Goal of the exercise
Set down every record below exactly as it stands, with the pictures omitted.

Available data
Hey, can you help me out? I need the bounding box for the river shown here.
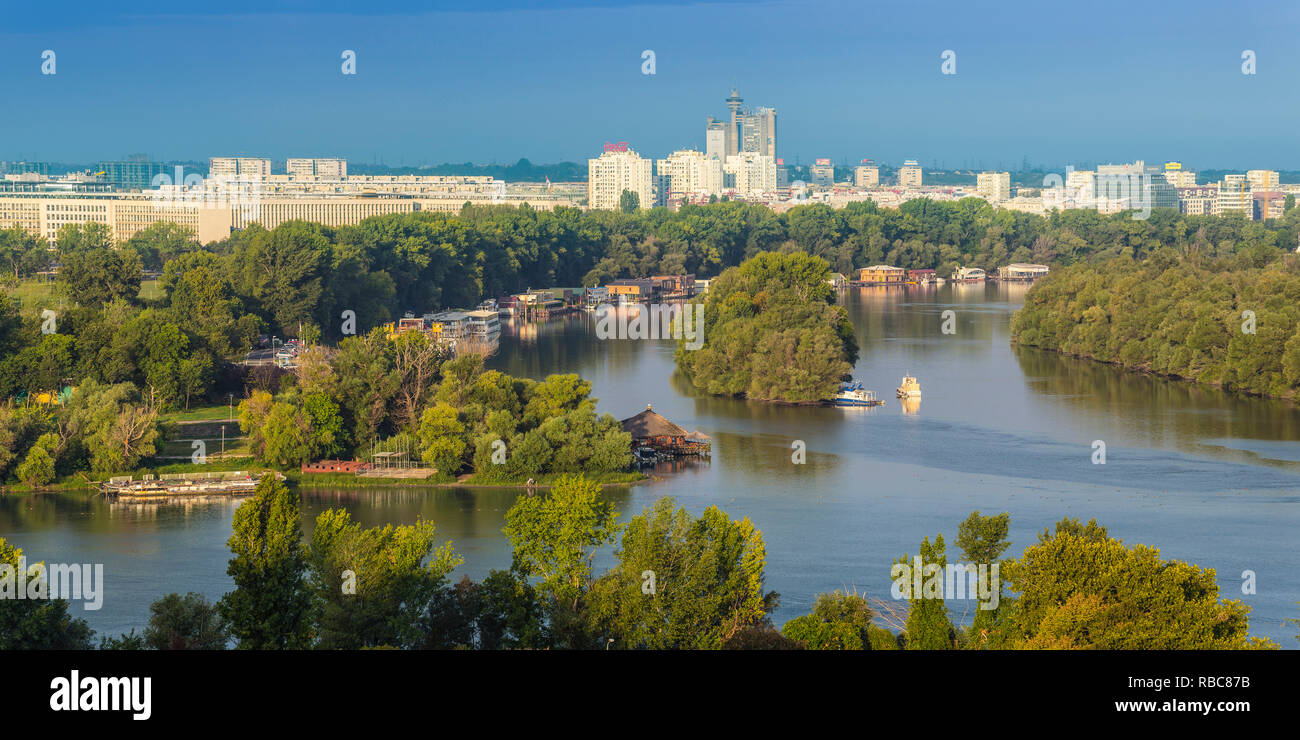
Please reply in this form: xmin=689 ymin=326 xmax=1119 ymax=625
xmin=3 ymin=282 xmax=1298 ymax=646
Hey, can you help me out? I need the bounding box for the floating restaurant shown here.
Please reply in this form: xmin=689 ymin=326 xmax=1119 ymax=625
xmin=620 ymin=405 xmax=711 ymax=459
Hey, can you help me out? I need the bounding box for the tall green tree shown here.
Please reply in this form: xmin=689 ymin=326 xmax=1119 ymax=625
xmin=588 ymin=497 xmax=775 ymax=649
xmin=308 ymin=508 xmax=461 ymax=649
xmin=219 ymin=475 xmax=312 ymax=649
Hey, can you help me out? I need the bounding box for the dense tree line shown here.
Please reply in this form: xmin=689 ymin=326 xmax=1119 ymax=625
xmin=675 ymin=252 xmax=858 ymax=403
xmin=9 ymin=197 xmax=1298 ymax=344
xmin=1012 ymin=249 xmax=1300 ymax=399
xmin=5 ymin=494 xmax=1280 ymax=650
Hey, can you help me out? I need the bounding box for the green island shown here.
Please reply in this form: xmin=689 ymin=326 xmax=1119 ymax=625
xmin=1012 ymin=249 xmax=1300 ymax=400
xmin=674 ymin=251 xmax=858 ymax=403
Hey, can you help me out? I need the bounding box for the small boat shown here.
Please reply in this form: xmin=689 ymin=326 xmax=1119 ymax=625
xmin=830 ymin=380 xmax=883 ymax=407
xmin=896 ymin=374 xmax=921 ymax=399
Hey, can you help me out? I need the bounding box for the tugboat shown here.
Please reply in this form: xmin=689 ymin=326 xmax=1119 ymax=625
xmin=830 ymin=380 xmax=884 ymax=407
xmin=896 ymin=374 xmax=922 ymax=399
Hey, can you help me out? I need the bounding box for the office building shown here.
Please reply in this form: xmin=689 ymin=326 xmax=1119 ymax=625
xmin=898 ymin=159 xmax=923 ymax=187
xmin=854 ymin=160 xmax=879 ymax=188
xmin=809 ymin=159 xmax=835 ymax=187
xmin=97 ymin=159 xmax=170 ymax=190
xmin=704 ymin=88 xmax=777 ymax=161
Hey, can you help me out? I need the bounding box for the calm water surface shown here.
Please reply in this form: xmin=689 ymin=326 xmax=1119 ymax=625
xmin=4 ymin=283 xmax=1299 ymax=645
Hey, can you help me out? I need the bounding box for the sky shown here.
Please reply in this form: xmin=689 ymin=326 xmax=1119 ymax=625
xmin=0 ymin=0 xmax=1297 ymax=170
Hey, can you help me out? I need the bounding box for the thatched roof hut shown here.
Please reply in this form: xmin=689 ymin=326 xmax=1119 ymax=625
xmin=621 ymin=405 xmax=688 ymax=442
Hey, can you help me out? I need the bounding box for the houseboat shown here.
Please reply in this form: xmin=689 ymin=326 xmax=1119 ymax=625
xmin=828 ymin=380 xmax=883 ymax=407
xmin=896 ymin=375 xmax=922 ymax=399
xmin=465 ymin=309 xmax=502 ymax=339
xmin=952 ymin=266 xmax=986 ymax=283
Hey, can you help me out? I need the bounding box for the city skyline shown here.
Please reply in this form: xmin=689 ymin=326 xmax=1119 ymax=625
xmin=1 ymin=0 xmax=1297 ymax=168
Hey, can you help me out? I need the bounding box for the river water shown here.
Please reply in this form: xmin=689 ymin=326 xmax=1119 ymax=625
xmin=4 ymin=283 xmax=1298 ymax=646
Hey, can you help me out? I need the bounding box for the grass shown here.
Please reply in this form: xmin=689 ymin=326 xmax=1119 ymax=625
xmin=2 ymin=277 xmax=160 ymax=311
xmin=3 ymin=277 xmax=65 ymax=312
xmin=161 ymin=404 xmax=239 ymax=423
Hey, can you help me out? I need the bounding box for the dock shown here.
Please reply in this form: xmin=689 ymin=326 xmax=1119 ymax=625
xmin=100 ymin=470 xmax=282 ymax=498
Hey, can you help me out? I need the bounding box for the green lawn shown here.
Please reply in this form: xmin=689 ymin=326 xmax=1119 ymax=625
xmin=162 ymin=403 xmax=238 ymax=422
xmin=3 ymin=277 xmax=161 ymax=309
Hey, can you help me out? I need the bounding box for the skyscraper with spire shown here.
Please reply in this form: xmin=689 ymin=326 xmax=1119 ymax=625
xmin=705 ymin=88 xmax=776 ymax=162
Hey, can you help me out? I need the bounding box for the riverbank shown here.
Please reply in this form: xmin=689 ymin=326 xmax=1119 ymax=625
xmin=3 ymin=462 xmax=648 ymax=494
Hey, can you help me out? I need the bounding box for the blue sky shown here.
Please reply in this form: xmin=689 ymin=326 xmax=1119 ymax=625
xmin=1 ymin=0 xmax=1297 ymax=169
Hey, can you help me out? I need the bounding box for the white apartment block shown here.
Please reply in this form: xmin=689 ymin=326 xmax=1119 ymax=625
xmin=655 ymin=149 xmax=722 ymax=202
xmin=724 ymin=152 xmax=778 ymax=196
xmin=588 ymin=147 xmax=653 ymax=210
xmin=898 ymin=160 xmax=922 ymax=187
xmin=1164 ymin=170 xmax=1197 ymax=187
xmin=1247 ymin=169 xmax=1279 ymax=192
xmin=976 ymin=171 xmax=1011 ymax=203
xmin=209 ymin=157 xmax=272 ymax=179
xmin=286 ymin=158 xmax=348 ymax=179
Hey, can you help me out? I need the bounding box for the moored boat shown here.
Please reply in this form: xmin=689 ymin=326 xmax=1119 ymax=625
xmin=896 ymin=374 xmax=921 ymax=399
xmin=829 ymin=380 xmax=883 ymax=407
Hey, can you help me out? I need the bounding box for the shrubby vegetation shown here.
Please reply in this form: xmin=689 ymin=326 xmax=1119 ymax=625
xmin=675 ymin=251 xmax=858 ymax=403
xmin=779 ymin=511 xmax=1276 ymax=651
xmin=1012 ymin=249 xmax=1300 ymax=398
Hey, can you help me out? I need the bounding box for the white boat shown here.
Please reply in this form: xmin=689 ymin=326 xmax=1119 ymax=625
xmin=829 ymin=380 xmax=883 ymax=407
xmin=896 ymin=374 xmax=921 ymax=398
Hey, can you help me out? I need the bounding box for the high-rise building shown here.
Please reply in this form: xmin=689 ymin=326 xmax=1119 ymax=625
xmin=286 ymin=158 xmax=347 ymax=179
xmin=854 ymin=160 xmax=879 ymax=188
xmin=209 ymin=157 xmax=272 ymax=179
xmin=588 ymin=144 xmax=653 ymax=210
xmin=655 ymin=150 xmax=722 ymax=203
xmin=977 ymin=171 xmax=1011 ymax=203
xmin=1217 ymin=175 xmax=1252 ymax=218
xmin=705 ymin=119 xmax=730 ymax=163
xmin=898 ymin=160 xmax=923 ymax=187
xmin=705 ymin=88 xmax=777 ymax=162
xmin=737 ymin=107 xmax=777 ymax=158
xmin=723 ymin=153 xmax=777 ymax=196
xmin=809 ymin=159 xmax=835 ymax=187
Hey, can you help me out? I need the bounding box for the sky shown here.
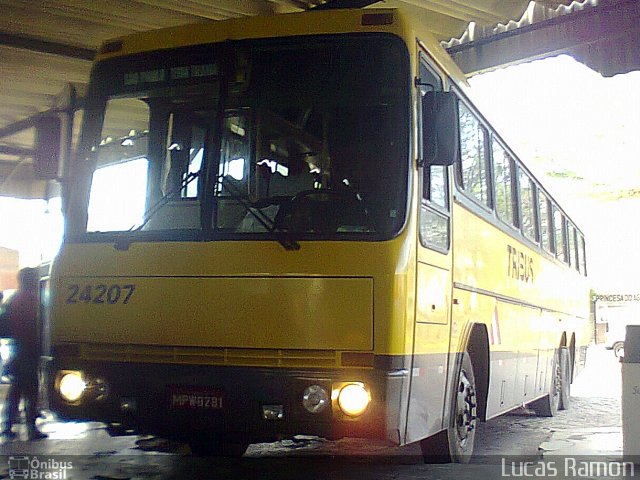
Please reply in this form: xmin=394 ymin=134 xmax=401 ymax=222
xmin=468 ymin=54 xmax=640 ymax=293
xmin=1 ymin=53 xmax=638 ymax=293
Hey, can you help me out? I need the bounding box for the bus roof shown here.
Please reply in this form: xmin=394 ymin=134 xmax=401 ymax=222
xmin=95 ymin=7 xmax=468 ymax=86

Written answer
Hey, can you help me out? I need the bounding box for the river shown here.
Please reply in this form: xmin=689 ymin=326 xmax=1119 ymax=625
xmin=3 ymin=282 xmax=1298 ymax=646
Hey, can you help me out? I need the bounding box for the floating restaurant shown here.
Please reply in this form: xmin=689 ymin=326 xmax=1119 ymax=625
xmin=620 ymin=405 xmax=711 ymax=459
Hey, can you help me out? I need the bounding box for the tall green tree shown here.
Please reply in this form: xmin=689 ymin=326 xmax=1119 ymax=625
xmin=588 ymin=497 xmax=775 ymax=649
xmin=308 ymin=508 xmax=461 ymax=649
xmin=219 ymin=475 xmax=312 ymax=649
Hey, can you help me out? I need the bounding box for the dense tree line shown here.
Please reply in this form: xmin=689 ymin=326 xmax=1119 ymax=625
xmin=675 ymin=252 xmax=858 ymax=403
xmin=9 ymin=197 xmax=1298 ymax=344
xmin=1012 ymin=249 xmax=1300 ymax=399
xmin=5 ymin=494 xmax=1280 ymax=650
Hey, can you help me out? I need the bounding box for the green island shown here.
Please reply in this form: xmin=689 ymin=326 xmax=1119 ymax=625
xmin=1012 ymin=249 xmax=1300 ymax=400
xmin=674 ymin=251 xmax=858 ymax=403
Hey, can you help me out? I need the bounding box for the small boat shown here.
Please reply in this form: xmin=689 ymin=326 xmax=1119 ymax=625
xmin=830 ymin=380 xmax=883 ymax=407
xmin=896 ymin=374 xmax=921 ymax=399
Hey, can you help me out? I need the bounding box for the tugboat shown here.
Please reply in this form: xmin=689 ymin=326 xmax=1119 ymax=625
xmin=830 ymin=380 xmax=884 ymax=407
xmin=896 ymin=374 xmax=922 ymax=399
Hey, can you help me out? I need the bounding box for the office building shown here.
Please reply in this form: xmin=689 ymin=326 xmax=1119 ymax=625
xmin=898 ymin=159 xmax=923 ymax=187
xmin=854 ymin=160 xmax=879 ymax=188
xmin=809 ymin=159 xmax=835 ymax=187
xmin=97 ymin=159 xmax=170 ymax=190
xmin=704 ymin=88 xmax=777 ymax=161
Hey, can you help me out? I need the bounding box for the calm water surface shown here.
Please reply in this form: xmin=689 ymin=326 xmax=1119 ymax=625
xmin=4 ymin=283 xmax=1299 ymax=645
Hey, can you help me out? I need the bounding box for the sky shown here.
Please reply in this form: xmin=689 ymin=326 xmax=1119 ymax=625
xmin=0 ymin=0 xmax=1297 ymax=170
Hey, can you help me out? I need the bounding box for the thatched roof hut shown here.
Please reply in this form: xmin=689 ymin=326 xmax=1119 ymax=625
xmin=621 ymin=405 xmax=688 ymax=442
Hey, can you help me out? I need the bounding box for the houseboat shown here.
Please reply in this form: xmin=689 ymin=326 xmax=1119 ymax=625
xmin=828 ymin=380 xmax=883 ymax=407
xmin=896 ymin=375 xmax=922 ymax=399
xmin=465 ymin=309 xmax=502 ymax=339
xmin=952 ymin=266 xmax=986 ymax=283
Hey, can you help me out? I need the bounding box for the city skyline shown here.
Please reply in this form: xmin=689 ymin=326 xmax=1119 ymax=625
xmin=1 ymin=0 xmax=1297 ymax=168
Hey, can you help me out? I need the bounding box for the river water shown here.
Please reply in this form: xmin=689 ymin=326 xmax=1119 ymax=625
xmin=4 ymin=283 xmax=1298 ymax=646
Hey, can you help me out? I need the bounding box for the grass shown here.
Please reply in this form: xmin=689 ymin=326 xmax=1119 ymax=625
xmin=2 ymin=277 xmax=160 ymax=311
xmin=3 ymin=277 xmax=65 ymax=312
xmin=161 ymin=404 xmax=239 ymax=423
Hey, can you help me out? I need the bounding box for the dock shown here.
Please reply in this form: xmin=689 ymin=326 xmax=1119 ymax=625
xmin=100 ymin=470 xmax=282 ymax=498
Hey, can you help me out? I need the bounding box for the green lawn shown here.
Please reply in this form: xmin=689 ymin=326 xmax=1119 ymax=625
xmin=162 ymin=403 xmax=238 ymax=422
xmin=3 ymin=277 xmax=161 ymax=309
Hey, can you help me out? I need the bounding box for the skyscraper with spire shown here.
Please reply in this form: xmin=689 ymin=326 xmax=1119 ymax=625
xmin=705 ymin=88 xmax=776 ymax=162
Hey, can you help me out? I need the bounding box for the riverbank shown here.
Please reply in this form: xmin=689 ymin=326 xmax=1119 ymax=625
xmin=3 ymin=462 xmax=648 ymax=494
Hey, can you help me out? I need the bounding box for the blue sky shown here.
Please reply in this form: xmin=689 ymin=326 xmax=1119 ymax=625
xmin=1 ymin=0 xmax=1297 ymax=169
Hey, can you help me out? I need the bounding box for the white apartment block shown here.
Please reply in this form: xmin=689 ymin=326 xmax=1119 ymax=625
xmin=655 ymin=149 xmax=722 ymax=202
xmin=724 ymin=152 xmax=778 ymax=196
xmin=588 ymin=147 xmax=653 ymax=210
xmin=898 ymin=160 xmax=922 ymax=187
xmin=1164 ymin=170 xmax=1197 ymax=187
xmin=1247 ymin=169 xmax=1279 ymax=192
xmin=976 ymin=171 xmax=1011 ymax=203
xmin=209 ymin=157 xmax=272 ymax=179
xmin=286 ymin=158 xmax=348 ymax=179
Hey, can you help me out? I need the bounding box for the moored boat shown here.
Please reply in this form: xmin=689 ymin=326 xmax=1119 ymax=625
xmin=896 ymin=374 xmax=921 ymax=399
xmin=829 ymin=380 xmax=883 ymax=407
Hey, can you help me out? I need the bounding box for the shrubby vegetation shown here.
Please reply in this form: xmin=689 ymin=326 xmax=1119 ymax=625
xmin=675 ymin=251 xmax=858 ymax=403
xmin=779 ymin=511 xmax=1276 ymax=651
xmin=1012 ymin=249 xmax=1300 ymax=398
Hey, can you help me out? I need the bounding box for the white boat shown here.
Please reply in this form: xmin=689 ymin=326 xmax=1119 ymax=625
xmin=829 ymin=380 xmax=883 ymax=407
xmin=896 ymin=374 xmax=921 ymax=398
Hey, can you help me out? I need the bounding box for the high-rise building shown here.
Please reply in this form: xmin=689 ymin=326 xmax=1119 ymax=625
xmin=286 ymin=158 xmax=347 ymax=179
xmin=854 ymin=160 xmax=879 ymax=188
xmin=209 ymin=157 xmax=272 ymax=179
xmin=588 ymin=144 xmax=653 ymax=210
xmin=655 ymin=150 xmax=722 ymax=203
xmin=977 ymin=171 xmax=1011 ymax=203
xmin=1217 ymin=175 xmax=1252 ymax=218
xmin=705 ymin=119 xmax=730 ymax=163
xmin=898 ymin=160 xmax=923 ymax=187
xmin=705 ymin=88 xmax=777 ymax=162
xmin=737 ymin=107 xmax=777 ymax=158
xmin=723 ymin=153 xmax=777 ymax=196
xmin=809 ymin=159 xmax=835 ymax=187
Hey, can you help me out? I need the bounding box for the sky shown here.
Please reply in this form: xmin=394 ymin=134 xmax=401 ymax=222
xmin=468 ymin=54 xmax=640 ymax=293
xmin=1 ymin=53 xmax=638 ymax=293
Hey, can you help me out? I need the bounding box for the bus roof shown here.
Please reply in this form: xmin=394 ymin=134 xmax=401 ymax=222
xmin=95 ymin=7 xmax=468 ymax=86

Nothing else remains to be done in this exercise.